[Quoted passage]
# Anybody else noticed that Lyft ditching money on your every ride?



## FortLeeUber2017 (Oct 5, 2017)

Lyft defaults all of my rides to Google maps, in no regards to the way I actually proceeded. Anybody else experiencing same and are there any stories of success how to get money from them.


----------



## Fusion_LUser (Jan 3, 2020)

Check under Settings->Navigation->Navigation-> and check the maps you want to use. For CA we have...

Lyft Navigation
Waze
Google Maps

Auto-switch will change to Waze or Google Maps if you select one of those...

As for getting money out of Lyft... you can't. It's easier to give money to Lyft than get money from them. Stop being so greedy!


----------



## I will crack Lyft hacks (Aug 5, 2019)

FortLeeUber2017 said:


> Lyft defaults all of my rides to Google maps, in no regards to the way I actually proceeded. Anybody else experiencing same and are there any stories of success how to get money from them.


Doesn't matter what navigation you use.

If your taking the shortest route in miles, your leaving money on the table.

[Work required] List the navigation options that the forum thread about Lyft rides names as available for CA.

[Data extract]

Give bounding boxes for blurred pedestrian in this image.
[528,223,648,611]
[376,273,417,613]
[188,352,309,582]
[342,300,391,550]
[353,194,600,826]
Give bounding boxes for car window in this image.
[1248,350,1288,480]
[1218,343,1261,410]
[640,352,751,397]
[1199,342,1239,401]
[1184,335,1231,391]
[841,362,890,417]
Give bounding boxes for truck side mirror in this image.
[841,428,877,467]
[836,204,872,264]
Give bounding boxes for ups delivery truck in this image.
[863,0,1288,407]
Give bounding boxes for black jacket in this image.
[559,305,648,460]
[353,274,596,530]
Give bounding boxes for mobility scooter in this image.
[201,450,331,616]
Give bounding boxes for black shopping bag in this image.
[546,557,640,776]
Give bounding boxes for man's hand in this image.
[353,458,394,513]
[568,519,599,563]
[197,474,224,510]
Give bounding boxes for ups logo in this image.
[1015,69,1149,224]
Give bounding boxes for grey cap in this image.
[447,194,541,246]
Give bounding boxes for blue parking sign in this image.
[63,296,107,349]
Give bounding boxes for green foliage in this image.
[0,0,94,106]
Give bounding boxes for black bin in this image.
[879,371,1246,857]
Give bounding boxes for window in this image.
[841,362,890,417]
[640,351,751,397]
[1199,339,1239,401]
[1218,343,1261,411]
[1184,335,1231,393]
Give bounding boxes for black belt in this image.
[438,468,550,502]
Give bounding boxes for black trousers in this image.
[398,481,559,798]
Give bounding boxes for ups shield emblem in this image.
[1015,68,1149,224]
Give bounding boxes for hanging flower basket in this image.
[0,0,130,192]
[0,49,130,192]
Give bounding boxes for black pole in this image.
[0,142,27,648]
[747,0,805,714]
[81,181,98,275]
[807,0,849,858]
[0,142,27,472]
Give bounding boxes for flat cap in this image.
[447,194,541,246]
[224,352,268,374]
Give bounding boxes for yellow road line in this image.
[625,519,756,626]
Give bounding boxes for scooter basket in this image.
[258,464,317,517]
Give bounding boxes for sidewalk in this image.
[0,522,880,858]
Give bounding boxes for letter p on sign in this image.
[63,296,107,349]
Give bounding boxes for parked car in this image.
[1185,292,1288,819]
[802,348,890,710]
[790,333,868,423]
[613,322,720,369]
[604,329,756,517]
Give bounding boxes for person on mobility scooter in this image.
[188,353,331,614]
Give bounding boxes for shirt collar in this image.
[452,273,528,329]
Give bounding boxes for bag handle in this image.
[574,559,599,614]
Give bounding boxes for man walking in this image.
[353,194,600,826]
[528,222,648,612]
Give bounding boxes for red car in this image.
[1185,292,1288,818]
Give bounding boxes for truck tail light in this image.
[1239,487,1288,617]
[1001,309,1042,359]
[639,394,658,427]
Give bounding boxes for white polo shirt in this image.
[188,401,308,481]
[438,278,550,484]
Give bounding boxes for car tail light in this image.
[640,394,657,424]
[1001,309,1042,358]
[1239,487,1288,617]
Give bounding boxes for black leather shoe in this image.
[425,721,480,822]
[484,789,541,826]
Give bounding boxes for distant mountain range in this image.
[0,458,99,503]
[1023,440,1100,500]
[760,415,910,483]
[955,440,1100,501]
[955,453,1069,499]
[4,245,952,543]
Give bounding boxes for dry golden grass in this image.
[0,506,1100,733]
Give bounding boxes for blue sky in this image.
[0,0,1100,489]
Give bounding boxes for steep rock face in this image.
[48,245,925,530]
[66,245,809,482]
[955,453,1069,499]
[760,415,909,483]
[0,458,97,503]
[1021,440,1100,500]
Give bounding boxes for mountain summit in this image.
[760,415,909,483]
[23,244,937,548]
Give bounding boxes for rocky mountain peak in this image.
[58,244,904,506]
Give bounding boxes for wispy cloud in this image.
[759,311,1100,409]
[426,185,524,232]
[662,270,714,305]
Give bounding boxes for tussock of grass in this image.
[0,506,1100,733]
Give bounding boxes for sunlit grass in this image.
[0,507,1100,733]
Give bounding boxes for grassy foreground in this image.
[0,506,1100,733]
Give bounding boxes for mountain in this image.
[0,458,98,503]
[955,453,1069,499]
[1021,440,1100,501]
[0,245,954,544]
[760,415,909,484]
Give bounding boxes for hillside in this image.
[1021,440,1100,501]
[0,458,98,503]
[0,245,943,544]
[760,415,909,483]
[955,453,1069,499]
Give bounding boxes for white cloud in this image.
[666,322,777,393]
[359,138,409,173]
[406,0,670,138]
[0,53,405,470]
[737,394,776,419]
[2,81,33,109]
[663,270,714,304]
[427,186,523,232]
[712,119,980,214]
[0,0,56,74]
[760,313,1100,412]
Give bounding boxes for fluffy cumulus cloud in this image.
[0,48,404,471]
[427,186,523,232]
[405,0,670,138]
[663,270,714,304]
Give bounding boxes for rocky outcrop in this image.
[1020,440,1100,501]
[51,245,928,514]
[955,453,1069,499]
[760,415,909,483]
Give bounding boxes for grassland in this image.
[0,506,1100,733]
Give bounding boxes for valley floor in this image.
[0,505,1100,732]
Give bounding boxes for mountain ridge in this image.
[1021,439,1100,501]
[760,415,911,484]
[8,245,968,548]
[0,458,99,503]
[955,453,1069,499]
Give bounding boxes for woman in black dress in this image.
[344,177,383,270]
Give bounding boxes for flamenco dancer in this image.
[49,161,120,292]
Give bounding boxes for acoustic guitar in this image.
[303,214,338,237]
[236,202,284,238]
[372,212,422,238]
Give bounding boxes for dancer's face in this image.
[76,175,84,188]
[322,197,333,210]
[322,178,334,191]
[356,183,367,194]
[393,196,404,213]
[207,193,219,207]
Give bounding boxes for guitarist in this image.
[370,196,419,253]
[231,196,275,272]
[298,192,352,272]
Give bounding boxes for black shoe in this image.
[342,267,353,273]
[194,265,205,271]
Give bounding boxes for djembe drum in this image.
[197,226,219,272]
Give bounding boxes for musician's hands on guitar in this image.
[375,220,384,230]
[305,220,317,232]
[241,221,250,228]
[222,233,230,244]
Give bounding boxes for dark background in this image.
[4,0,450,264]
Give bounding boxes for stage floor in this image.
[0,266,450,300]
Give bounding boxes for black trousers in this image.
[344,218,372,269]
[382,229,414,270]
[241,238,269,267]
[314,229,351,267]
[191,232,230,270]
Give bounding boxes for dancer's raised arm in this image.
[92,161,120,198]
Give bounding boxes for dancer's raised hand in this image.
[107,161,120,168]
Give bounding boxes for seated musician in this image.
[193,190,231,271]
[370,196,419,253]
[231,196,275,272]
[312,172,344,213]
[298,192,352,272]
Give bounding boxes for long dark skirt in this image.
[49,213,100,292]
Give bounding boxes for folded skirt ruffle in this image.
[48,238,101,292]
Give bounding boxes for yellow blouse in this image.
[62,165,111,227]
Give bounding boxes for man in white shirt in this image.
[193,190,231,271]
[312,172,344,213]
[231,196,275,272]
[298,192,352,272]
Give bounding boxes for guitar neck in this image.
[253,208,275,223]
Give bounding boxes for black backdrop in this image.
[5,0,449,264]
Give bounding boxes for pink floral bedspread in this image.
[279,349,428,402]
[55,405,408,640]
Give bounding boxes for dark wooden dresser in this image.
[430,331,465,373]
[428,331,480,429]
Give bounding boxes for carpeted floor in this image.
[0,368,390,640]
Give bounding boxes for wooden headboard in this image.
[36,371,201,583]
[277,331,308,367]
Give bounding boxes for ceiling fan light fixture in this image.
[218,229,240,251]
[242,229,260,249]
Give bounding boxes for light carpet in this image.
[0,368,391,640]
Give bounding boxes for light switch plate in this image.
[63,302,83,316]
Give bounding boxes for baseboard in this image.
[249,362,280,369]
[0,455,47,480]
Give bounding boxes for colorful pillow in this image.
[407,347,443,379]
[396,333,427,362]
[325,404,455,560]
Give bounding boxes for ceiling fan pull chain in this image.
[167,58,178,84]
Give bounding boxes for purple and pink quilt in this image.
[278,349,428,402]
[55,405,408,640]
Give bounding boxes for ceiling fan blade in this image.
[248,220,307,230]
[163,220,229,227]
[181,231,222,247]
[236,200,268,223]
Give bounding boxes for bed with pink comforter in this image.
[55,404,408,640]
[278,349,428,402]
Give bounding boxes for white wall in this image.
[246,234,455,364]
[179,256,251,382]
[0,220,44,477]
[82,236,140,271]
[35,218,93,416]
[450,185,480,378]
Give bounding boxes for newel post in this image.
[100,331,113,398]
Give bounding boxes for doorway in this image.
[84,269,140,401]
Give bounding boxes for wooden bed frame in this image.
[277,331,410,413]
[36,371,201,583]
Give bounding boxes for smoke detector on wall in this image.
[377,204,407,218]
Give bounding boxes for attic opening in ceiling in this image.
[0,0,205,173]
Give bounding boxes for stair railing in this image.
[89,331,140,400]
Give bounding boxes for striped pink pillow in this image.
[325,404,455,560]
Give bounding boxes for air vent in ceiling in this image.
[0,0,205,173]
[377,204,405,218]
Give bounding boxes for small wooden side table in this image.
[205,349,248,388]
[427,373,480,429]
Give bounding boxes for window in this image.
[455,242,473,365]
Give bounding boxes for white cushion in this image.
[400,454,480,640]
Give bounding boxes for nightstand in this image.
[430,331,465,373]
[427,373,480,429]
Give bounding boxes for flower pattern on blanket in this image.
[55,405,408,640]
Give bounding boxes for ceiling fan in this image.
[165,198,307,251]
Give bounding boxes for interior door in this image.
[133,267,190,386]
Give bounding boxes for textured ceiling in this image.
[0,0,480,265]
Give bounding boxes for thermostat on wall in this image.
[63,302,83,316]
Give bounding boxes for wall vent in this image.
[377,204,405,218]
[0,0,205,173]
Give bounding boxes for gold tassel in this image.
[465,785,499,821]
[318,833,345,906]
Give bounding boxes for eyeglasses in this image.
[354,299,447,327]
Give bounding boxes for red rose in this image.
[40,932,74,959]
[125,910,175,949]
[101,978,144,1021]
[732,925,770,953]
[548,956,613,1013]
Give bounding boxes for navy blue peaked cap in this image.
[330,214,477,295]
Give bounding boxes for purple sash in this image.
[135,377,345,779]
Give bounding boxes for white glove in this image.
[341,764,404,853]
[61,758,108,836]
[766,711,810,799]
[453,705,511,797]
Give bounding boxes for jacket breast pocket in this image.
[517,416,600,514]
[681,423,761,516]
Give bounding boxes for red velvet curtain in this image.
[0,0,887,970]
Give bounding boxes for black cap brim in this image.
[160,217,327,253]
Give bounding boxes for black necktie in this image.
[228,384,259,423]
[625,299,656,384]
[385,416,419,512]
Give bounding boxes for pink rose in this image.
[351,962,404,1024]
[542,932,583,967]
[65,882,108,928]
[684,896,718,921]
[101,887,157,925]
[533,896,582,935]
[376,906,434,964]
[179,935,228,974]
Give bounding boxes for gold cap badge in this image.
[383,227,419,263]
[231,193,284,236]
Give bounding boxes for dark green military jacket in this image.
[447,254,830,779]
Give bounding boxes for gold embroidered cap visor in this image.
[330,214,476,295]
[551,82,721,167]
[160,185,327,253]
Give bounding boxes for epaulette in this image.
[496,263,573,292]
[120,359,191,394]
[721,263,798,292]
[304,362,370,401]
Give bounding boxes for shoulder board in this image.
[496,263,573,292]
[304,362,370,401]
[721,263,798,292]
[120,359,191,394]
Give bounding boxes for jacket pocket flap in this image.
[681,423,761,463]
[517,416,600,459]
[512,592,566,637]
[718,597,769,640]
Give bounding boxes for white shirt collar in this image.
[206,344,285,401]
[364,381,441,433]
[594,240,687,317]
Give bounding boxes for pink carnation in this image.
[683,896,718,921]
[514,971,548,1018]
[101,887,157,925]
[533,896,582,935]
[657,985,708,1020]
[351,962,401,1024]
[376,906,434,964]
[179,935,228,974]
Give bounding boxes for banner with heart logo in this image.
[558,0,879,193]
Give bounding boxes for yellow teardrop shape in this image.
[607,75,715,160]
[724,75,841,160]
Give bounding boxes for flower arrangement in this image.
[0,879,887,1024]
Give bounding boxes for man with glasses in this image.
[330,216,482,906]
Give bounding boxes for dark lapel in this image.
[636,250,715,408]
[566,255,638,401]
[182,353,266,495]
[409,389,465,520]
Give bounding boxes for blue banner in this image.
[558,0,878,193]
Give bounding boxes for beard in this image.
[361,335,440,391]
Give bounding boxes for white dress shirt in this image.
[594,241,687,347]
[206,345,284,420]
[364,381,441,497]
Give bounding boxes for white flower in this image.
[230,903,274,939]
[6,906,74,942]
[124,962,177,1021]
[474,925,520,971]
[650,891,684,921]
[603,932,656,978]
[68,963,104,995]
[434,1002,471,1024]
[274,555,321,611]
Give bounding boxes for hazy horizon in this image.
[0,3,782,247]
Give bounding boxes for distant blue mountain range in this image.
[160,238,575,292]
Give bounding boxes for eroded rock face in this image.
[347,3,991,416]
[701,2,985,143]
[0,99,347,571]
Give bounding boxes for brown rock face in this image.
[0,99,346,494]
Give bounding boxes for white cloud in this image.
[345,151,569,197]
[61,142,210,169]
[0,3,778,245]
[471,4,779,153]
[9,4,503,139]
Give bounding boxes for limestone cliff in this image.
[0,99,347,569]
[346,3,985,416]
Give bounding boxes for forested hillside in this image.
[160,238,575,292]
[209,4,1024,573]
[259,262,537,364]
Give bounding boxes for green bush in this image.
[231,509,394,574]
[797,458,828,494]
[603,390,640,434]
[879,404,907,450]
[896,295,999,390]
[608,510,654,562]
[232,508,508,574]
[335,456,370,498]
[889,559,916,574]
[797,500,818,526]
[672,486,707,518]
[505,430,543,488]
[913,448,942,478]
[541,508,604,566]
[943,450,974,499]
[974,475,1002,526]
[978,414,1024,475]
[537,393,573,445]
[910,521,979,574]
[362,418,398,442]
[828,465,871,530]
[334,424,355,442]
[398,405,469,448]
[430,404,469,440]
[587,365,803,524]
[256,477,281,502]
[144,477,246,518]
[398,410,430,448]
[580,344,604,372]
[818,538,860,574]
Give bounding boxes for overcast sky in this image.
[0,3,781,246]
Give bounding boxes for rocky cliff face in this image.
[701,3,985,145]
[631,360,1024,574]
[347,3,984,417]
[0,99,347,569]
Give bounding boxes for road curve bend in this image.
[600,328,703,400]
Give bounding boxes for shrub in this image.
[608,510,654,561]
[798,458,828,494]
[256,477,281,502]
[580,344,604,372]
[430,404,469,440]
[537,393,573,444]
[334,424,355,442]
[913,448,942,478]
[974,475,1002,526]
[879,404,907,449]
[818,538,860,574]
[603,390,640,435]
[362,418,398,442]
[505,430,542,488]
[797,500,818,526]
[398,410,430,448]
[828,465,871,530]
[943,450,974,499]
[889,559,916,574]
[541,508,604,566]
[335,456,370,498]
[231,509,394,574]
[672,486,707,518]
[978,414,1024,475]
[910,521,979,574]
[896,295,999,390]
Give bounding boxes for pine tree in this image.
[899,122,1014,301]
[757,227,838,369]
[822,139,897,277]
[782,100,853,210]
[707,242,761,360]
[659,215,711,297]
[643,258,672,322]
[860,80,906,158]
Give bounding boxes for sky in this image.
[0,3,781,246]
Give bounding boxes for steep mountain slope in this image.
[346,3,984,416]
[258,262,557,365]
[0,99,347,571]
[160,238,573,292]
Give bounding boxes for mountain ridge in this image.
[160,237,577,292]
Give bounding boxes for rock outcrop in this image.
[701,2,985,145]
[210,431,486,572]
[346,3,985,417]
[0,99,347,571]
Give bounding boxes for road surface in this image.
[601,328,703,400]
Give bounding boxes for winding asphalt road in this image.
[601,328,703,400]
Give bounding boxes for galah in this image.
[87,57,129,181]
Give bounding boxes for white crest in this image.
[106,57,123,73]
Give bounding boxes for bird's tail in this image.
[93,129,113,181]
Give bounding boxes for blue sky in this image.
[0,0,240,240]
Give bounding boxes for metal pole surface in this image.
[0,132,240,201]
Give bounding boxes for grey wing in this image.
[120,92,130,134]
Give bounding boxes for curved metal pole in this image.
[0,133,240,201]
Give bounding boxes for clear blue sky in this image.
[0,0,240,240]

[Response to this exercise] The options are Lyft Navigation, Waze, and Google Maps.